* **Problem to work on**
Reproduce word for word the stretch of the lockdown discussion below that opens with "Yes, but many" and closes with "at each other.".

* **Passage**
Yes, but many of your readers will take from this, that there shouldn't have been a lockdown at all. Whereas the key insight, that's hopefully obvious to you and your readers, is that we should have closed the borders in Jan and Feb, and if that didn't work, to impose a lockdown starting in February, not late March. The delay was fatal. The three week difference made a big difference. Eventually, we've got it under control, and basic common sense has prevailed (unlike in US).
Phys, it is a free world. If people decide to stay home, that's their decision.
SS, there are trade-offs to everything.
Shutting the borders earlier would have helped - airline industry buggered, but so what?
Banning really large gatherings also acceptable (football matches, large concerts), and making pubs turn down the music so that people don't have to stand so close and shout at each other.
Encouraging people to wear face masks, esp. on public transport is a small price to pay.

* **Collected material**
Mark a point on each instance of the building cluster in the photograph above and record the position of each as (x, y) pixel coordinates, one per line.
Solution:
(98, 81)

* **Answer to the task**
Yes, but many of your readers will take from this, that there shouldn't have been a lockdown at all. Whereas the key insight, that's hopefully obvious to you and your readers, is that we should have closed the borders in Jan and Feb, and if that didn't work, to impose a lockdown starting in February, not late March. The delay was fatal. The three week difference made a big difference. Eventually, we've got it under control, and basic common sense has prevailed (unlike in US).
Phys, it is a free world. If people decide to stay home, that's their decision.
SS, there are trade-offs to everything.
Shutting the borders earlier would have helped - airline industry buggered, but so what?
Banning really large gatherings also acceptable (football matches, large concerts), and making pubs turn down the music so that people don't have to stand so close and shout at each other.